— JOB 1 —
Arrange the records starting at the line containing "Isolate beige wall." and ending at the line containing "xmin=339 ymin=84 xmax=422 ymax=121" as a numbered list, leaving out blank lines.
START READING PASSAGE
Allies in name only? China’s money flows around Iran and Russia

Dalga Khatinoglu
Dalga Khatinoglu

Oil, gas and Iran economic analyst

Aug 12, 2025, 15:33 GMT+1Updated: 04:13 GMT+0
Chinese Foreign Minister Wag Yi, stands with Russian Deputy Foreign Minister Sergey Ryabkov, and Iranian Deputy Foreign Minister Kazeem Gharibabadi in Beijing, March 14, 2025
Chinese Foreign Minister Wag Yi, stands with Russian Deputy Foreign Minister Sergey Ryabkov, and Iranian Deputy Foreign Minister Kazeem Gharibabadi in Beijing, March 14, 2025

While China keeps buying discounted oil from Iran and Russia, it is steering new investments and trade routes toward their competitors, official Chinese data reveals.

Billions are flowing into Central Asia, the Caucasus and the Arab world while Beijing’s allies in Tehran and Moscow are left out of major infrastructure projects.

The latest figures on China’s Belt and Road Initiative (BRI) show the scale of the shift.
END READING PASSAGE
START MATERIALS PROVIDED
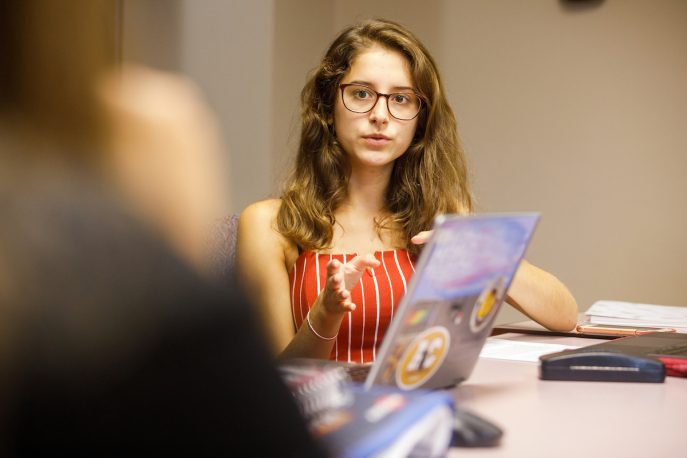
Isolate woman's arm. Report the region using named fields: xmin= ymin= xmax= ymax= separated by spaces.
xmin=236 ymin=200 xmax=379 ymax=358
xmin=236 ymin=200 xmax=294 ymax=353
xmin=506 ymin=259 xmax=578 ymax=331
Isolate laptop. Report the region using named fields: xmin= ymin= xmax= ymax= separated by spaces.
xmin=358 ymin=213 xmax=539 ymax=390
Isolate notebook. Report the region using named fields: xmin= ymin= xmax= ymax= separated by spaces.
xmin=350 ymin=213 xmax=539 ymax=390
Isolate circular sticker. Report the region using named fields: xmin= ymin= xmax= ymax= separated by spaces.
xmin=396 ymin=326 xmax=451 ymax=390
xmin=470 ymin=277 xmax=504 ymax=332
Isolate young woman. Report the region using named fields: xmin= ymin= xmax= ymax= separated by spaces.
xmin=237 ymin=20 xmax=577 ymax=362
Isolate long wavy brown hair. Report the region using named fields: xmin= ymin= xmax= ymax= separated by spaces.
xmin=277 ymin=19 xmax=473 ymax=254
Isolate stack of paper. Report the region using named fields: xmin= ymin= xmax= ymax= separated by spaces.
xmin=585 ymin=300 xmax=687 ymax=333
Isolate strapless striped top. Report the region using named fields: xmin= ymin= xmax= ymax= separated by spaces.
xmin=289 ymin=250 xmax=415 ymax=363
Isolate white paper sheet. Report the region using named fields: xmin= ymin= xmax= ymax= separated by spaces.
xmin=479 ymin=337 xmax=577 ymax=362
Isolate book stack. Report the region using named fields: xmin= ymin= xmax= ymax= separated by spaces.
xmin=585 ymin=300 xmax=687 ymax=333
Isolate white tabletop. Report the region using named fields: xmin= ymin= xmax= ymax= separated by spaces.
xmin=448 ymin=333 xmax=687 ymax=458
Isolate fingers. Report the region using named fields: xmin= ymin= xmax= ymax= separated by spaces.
xmin=410 ymin=231 xmax=433 ymax=245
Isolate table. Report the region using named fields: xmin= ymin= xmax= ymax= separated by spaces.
xmin=448 ymin=333 xmax=687 ymax=458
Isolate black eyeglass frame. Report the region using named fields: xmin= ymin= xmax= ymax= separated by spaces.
xmin=339 ymin=83 xmax=425 ymax=121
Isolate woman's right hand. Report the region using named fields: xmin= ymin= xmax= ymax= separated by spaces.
xmin=320 ymin=254 xmax=380 ymax=313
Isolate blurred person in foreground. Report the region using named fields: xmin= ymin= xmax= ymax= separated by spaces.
xmin=0 ymin=0 xmax=320 ymax=456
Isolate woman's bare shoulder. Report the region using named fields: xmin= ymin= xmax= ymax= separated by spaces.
xmin=239 ymin=199 xmax=281 ymax=227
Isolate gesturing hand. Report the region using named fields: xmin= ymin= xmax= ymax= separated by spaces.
xmin=322 ymin=254 xmax=380 ymax=312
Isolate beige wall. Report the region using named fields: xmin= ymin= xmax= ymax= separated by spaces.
xmin=125 ymin=0 xmax=687 ymax=321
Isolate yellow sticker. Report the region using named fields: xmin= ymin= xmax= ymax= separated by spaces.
xmin=396 ymin=326 xmax=451 ymax=390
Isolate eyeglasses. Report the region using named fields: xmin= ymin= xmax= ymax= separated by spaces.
xmin=339 ymin=84 xmax=422 ymax=121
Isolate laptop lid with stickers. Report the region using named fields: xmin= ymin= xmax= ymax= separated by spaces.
xmin=365 ymin=213 xmax=539 ymax=390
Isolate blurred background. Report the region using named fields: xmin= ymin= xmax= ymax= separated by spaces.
xmin=116 ymin=0 xmax=687 ymax=323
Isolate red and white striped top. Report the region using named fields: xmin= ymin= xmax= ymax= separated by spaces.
xmin=289 ymin=250 xmax=415 ymax=363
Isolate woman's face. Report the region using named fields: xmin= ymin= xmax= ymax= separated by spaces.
xmin=334 ymin=45 xmax=418 ymax=171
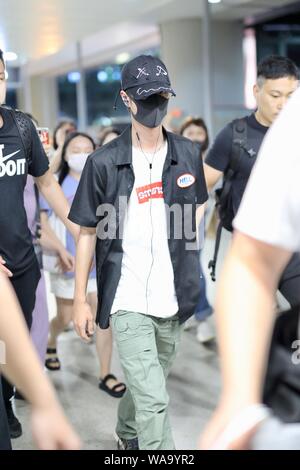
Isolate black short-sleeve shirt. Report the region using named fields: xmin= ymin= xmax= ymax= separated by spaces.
xmin=205 ymin=114 xmax=269 ymax=213
xmin=0 ymin=108 xmax=49 ymax=276
xmin=69 ymin=128 xmax=208 ymax=328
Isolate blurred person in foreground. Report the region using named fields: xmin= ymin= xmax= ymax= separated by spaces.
xmin=200 ymin=85 xmax=300 ymax=449
xmin=0 ymin=272 xmax=80 ymax=450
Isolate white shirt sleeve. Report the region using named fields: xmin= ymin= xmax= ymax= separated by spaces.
xmin=233 ymin=89 xmax=300 ymax=251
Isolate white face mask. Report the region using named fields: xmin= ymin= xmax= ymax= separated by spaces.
xmin=68 ymin=153 xmax=89 ymax=173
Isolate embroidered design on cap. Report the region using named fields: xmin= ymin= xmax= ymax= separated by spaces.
xmin=177 ymin=173 xmax=196 ymax=188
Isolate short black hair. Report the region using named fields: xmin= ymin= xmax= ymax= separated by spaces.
xmin=0 ymin=49 xmax=5 ymax=67
xmin=257 ymin=55 xmax=300 ymax=84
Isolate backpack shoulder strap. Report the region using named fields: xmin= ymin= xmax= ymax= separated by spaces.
xmin=229 ymin=118 xmax=247 ymax=173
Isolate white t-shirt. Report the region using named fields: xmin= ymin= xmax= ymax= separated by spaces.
xmin=234 ymin=89 xmax=300 ymax=251
xmin=111 ymin=143 xmax=178 ymax=318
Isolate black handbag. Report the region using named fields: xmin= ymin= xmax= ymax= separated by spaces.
xmin=263 ymin=306 xmax=300 ymax=423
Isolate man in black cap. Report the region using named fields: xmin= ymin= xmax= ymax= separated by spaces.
xmin=69 ymin=55 xmax=207 ymax=450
END MATERIALS PROVIDED
— JOB 2 —
According to the article on China's money flows, into which regions are billions flowing?

— CORRECT OUTPUT 1 —
1. Isolate beige wall. Report the region using named fields: xmin= ymin= xmax= ymax= separated by spaces.
2. xmin=125 ymin=0 xmax=687 ymax=321
3. Isolate yellow sticker. Report the region using named fields: xmin= ymin= xmax= ymax= separated by spaces.
4. xmin=396 ymin=326 xmax=451 ymax=390
5. Isolate eyeglasses. Report the region using named fields: xmin= ymin= xmax= ymax= separated by spaces.
6. xmin=339 ymin=84 xmax=422 ymax=121

— CORRECT OUTPUT 2 —
Central Asia, the Caucasus and the Arab world.